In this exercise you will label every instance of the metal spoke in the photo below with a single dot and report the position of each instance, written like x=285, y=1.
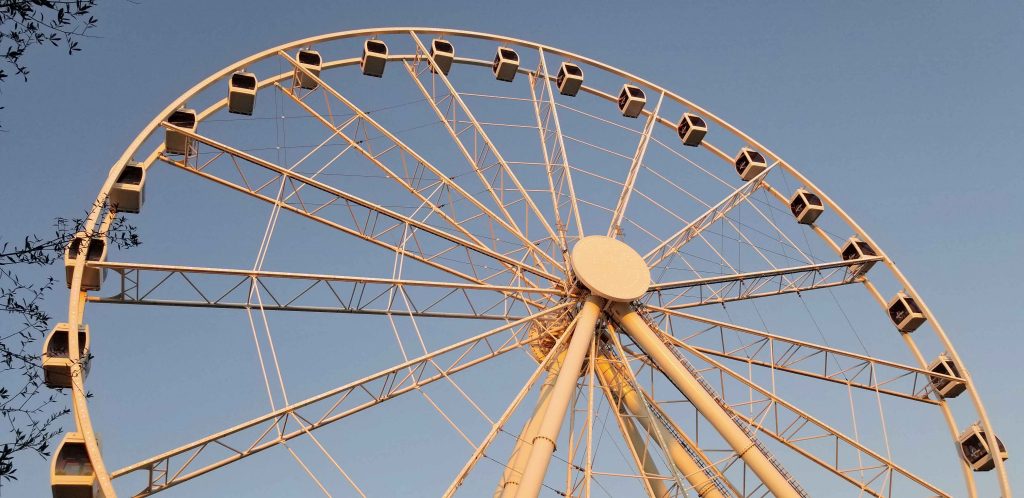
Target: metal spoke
x=479, y=132
x=438, y=175
x=556, y=156
x=819, y=362
x=717, y=290
x=614, y=229
x=375, y=212
x=223, y=288
x=802, y=432
x=249, y=438
x=672, y=245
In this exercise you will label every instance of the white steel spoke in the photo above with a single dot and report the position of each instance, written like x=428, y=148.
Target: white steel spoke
x=521, y=448
x=380, y=220
x=815, y=361
x=478, y=128
x=673, y=244
x=244, y=440
x=557, y=156
x=224, y=288
x=799, y=430
x=438, y=175
x=614, y=229
x=696, y=292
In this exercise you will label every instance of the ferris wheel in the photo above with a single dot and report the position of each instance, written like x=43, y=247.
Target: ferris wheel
x=431, y=261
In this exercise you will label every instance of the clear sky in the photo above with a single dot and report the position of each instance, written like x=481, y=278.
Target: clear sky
x=908, y=115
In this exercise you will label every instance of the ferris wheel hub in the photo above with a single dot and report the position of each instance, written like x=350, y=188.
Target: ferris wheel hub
x=610, y=268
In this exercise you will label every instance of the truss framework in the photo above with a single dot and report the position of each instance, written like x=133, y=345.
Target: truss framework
x=519, y=267
x=203, y=287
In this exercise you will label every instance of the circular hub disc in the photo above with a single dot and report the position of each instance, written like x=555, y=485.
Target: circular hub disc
x=610, y=268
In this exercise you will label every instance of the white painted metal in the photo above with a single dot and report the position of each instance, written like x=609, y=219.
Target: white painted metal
x=610, y=268
x=705, y=402
x=98, y=220
x=551, y=423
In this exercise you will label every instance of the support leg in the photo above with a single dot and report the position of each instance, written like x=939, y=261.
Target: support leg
x=617, y=383
x=705, y=403
x=510, y=479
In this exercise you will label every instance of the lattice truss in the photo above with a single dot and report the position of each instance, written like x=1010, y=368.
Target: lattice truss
x=449, y=204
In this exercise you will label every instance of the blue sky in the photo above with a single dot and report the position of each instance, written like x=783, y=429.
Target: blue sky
x=907, y=115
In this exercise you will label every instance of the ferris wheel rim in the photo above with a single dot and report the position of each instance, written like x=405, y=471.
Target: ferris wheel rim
x=77, y=298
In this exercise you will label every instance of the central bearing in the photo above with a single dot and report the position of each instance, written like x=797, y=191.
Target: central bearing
x=610, y=268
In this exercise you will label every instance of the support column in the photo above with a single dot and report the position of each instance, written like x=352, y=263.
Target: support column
x=611, y=376
x=641, y=454
x=705, y=403
x=561, y=393
x=510, y=478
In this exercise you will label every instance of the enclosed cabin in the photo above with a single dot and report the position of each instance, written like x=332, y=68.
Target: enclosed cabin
x=443, y=54
x=806, y=206
x=749, y=163
x=569, y=79
x=858, y=249
x=506, y=64
x=242, y=93
x=128, y=191
x=374, y=58
x=310, y=60
x=944, y=365
x=975, y=450
x=631, y=100
x=95, y=251
x=175, y=141
x=56, y=360
x=905, y=314
x=691, y=129
x=72, y=474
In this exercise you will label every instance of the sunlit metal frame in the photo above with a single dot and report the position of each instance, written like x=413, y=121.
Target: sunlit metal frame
x=99, y=219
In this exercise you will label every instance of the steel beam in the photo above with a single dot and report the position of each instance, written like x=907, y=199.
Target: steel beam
x=551, y=423
x=705, y=402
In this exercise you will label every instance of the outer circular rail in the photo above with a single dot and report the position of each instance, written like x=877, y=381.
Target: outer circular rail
x=99, y=217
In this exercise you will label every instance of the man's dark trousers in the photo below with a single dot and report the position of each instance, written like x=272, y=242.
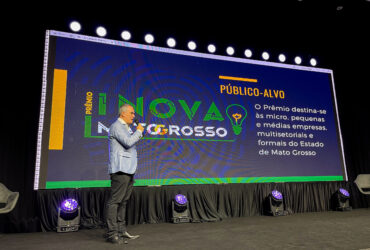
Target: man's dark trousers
x=121, y=189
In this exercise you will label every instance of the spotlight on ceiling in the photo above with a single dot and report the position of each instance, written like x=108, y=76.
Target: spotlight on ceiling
x=298, y=60
x=230, y=51
x=248, y=53
x=265, y=56
x=75, y=26
x=211, y=48
x=282, y=58
x=101, y=31
x=171, y=42
x=192, y=45
x=149, y=38
x=313, y=62
x=68, y=216
x=126, y=35
x=180, y=211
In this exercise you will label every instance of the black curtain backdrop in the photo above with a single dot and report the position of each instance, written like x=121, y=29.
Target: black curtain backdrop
x=338, y=39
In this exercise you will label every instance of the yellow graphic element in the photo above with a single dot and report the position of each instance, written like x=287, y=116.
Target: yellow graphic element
x=237, y=79
x=236, y=116
x=58, y=110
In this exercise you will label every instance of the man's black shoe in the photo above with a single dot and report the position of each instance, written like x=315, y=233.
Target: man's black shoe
x=115, y=240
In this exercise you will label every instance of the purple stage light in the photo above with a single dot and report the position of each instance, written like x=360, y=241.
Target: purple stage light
x=344, y=192
x=277, y=195
x=181, y=199
x=69, y=205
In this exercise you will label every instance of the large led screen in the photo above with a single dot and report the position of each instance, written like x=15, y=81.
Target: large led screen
x=207, y=118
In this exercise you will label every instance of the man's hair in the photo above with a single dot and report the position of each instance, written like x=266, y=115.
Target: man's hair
x=123, y=108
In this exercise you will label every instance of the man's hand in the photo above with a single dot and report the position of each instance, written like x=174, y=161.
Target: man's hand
x=139, y=127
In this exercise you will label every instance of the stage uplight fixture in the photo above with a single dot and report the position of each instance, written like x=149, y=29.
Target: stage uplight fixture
x=149, y=38
x=248, y=53
x=265, y=56
x=75, y=26
x=275, y=204
x=171, y=42
x=180, y=211
x=126, y=35
x=68, y=216
x=101, y=31
x=298, y=60
x=230, y=51
x=211, y=48
x=282, y=58
x=342, y=200
x=313, y=62
x=192, y=45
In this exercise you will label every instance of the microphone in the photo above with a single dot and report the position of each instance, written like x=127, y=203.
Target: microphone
x=136, y=121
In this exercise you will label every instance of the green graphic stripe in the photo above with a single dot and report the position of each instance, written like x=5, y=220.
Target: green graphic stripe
x=182, y=181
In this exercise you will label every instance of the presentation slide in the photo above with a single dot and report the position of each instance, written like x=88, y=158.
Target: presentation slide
x=208, y=119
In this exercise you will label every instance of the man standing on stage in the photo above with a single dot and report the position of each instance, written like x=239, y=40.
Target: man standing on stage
x=122, y=167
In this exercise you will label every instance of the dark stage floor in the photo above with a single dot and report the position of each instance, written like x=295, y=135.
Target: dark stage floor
x=326, y=230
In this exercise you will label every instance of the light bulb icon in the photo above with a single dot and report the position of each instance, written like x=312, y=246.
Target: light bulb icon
x=236, y=114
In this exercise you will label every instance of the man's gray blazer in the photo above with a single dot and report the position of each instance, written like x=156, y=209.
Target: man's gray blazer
x=122, y=149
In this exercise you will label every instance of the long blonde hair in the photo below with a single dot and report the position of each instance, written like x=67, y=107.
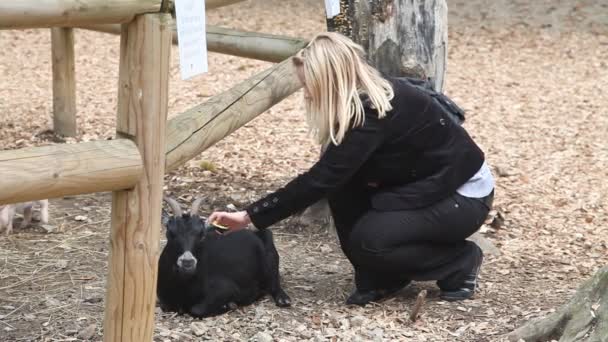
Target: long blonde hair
x=336, y=74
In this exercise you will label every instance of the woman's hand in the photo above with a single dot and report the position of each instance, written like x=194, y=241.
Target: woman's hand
x=233, y=221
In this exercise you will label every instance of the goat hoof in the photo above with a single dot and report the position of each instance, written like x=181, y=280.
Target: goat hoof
x=283, y=300
x=230, y=306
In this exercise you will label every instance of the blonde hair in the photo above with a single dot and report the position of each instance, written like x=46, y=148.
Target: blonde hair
x=336, y=74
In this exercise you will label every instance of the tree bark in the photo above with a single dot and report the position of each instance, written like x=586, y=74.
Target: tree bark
x=584, y=318
x=401, y=38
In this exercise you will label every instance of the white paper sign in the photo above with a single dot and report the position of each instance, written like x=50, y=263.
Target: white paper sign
x=191, y=37
x=332, y=8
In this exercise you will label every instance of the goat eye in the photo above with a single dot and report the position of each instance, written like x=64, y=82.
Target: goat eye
x=170, y=234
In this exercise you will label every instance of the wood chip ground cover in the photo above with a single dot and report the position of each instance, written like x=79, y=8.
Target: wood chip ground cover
x=533, y=79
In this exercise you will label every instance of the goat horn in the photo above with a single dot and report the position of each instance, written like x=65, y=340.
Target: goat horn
x=196, y=205
x=177, y=210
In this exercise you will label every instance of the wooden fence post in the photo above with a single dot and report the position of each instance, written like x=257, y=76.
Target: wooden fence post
x=136, y=214
x=64, y=81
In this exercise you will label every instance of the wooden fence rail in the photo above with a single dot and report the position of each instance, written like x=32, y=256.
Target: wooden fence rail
x=22, y=14
x=261, y=46
x=68, y=169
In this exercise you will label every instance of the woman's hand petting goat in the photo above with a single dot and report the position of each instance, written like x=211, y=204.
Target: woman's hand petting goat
x=233, y=221
x=405, y=182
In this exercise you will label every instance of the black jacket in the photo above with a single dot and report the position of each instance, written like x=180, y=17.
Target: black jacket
x=416, y=154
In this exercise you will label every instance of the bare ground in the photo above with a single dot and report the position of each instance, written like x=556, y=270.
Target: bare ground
x=533, y=79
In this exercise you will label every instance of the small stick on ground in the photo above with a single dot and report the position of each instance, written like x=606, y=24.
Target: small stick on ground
x=418, y=305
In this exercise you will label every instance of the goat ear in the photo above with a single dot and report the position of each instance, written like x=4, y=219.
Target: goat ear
x=164, y=217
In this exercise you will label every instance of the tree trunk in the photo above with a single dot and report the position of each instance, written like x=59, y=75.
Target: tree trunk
x=584, y=318
x=401, y=38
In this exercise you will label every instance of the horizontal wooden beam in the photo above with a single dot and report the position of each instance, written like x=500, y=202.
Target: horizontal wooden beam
x=68, y=169
x=23, y=14
x=261, y=46
x=195, y=130
x=51, y=13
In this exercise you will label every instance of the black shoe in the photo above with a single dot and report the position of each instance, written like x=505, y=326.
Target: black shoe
x=364, y=297
x=469, y=285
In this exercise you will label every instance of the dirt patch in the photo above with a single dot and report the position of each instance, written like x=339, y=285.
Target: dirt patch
x=533, y=81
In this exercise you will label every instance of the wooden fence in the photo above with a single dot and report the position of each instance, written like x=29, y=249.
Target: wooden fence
x=147, y=145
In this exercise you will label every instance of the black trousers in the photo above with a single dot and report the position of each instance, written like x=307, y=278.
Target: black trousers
x=389, y=248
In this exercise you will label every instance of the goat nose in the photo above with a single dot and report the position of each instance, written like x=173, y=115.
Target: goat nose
x=187, y=263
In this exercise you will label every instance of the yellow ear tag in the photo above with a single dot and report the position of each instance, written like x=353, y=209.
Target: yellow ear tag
x=219, y=226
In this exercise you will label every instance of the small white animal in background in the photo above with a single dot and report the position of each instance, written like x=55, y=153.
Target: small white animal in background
x=8, y=211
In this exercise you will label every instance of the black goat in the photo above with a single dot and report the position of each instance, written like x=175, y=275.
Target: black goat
x=204, y=273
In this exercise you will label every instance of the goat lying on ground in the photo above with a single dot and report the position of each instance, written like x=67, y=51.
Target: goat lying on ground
x=8, y=211
x=204, y=273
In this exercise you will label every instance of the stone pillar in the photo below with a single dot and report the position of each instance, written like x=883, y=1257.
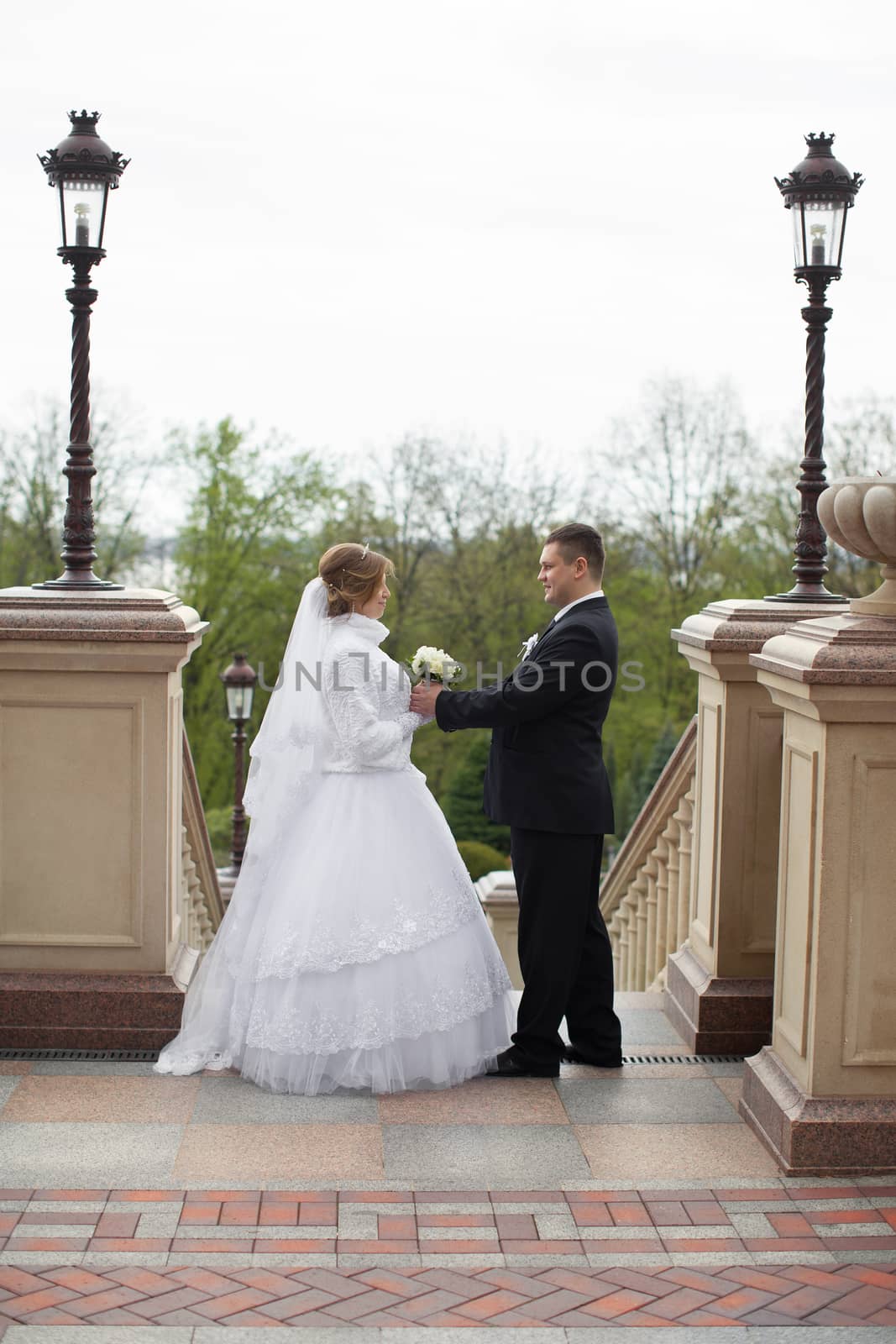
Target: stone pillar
x=720, y=983
x=499, y=900
x=824, y=1095
x=90, y=816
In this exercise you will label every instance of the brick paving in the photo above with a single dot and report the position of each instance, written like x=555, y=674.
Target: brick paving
x=656, y=1206
x=748, y=1226
x=786, y=1294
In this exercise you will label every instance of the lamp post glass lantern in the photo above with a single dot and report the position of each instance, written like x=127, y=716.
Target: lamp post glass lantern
x=82, y=170
x=819, y=194
x=239, y=685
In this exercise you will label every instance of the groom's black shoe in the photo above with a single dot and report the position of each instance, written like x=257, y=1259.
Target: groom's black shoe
x=577, y=1057
x=511, y=1068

* Task to complete
Scale the entries from the first line through the line containing "x=672, y=245", both included. Write every line again, request included, multiplying each answer coordinate by 0.75 and rounding to whole numbers with halves rounded up. Leave the request and its sample position unchanged, and omit the picture.

* The reply
In this exercise you will label every instance of the metal spoke in the photo below with a single dot and report the position of each instance, written like x=285, y=1.
Target: metal spoke
x=359, y=99
x=329, y=131
x=417, y=117
x=614, y=272
x=538, y=218
x=461, y=172
x=281, y=159
x=167, y=216
x=602, y=324
x=187, y=329
x=504, y=184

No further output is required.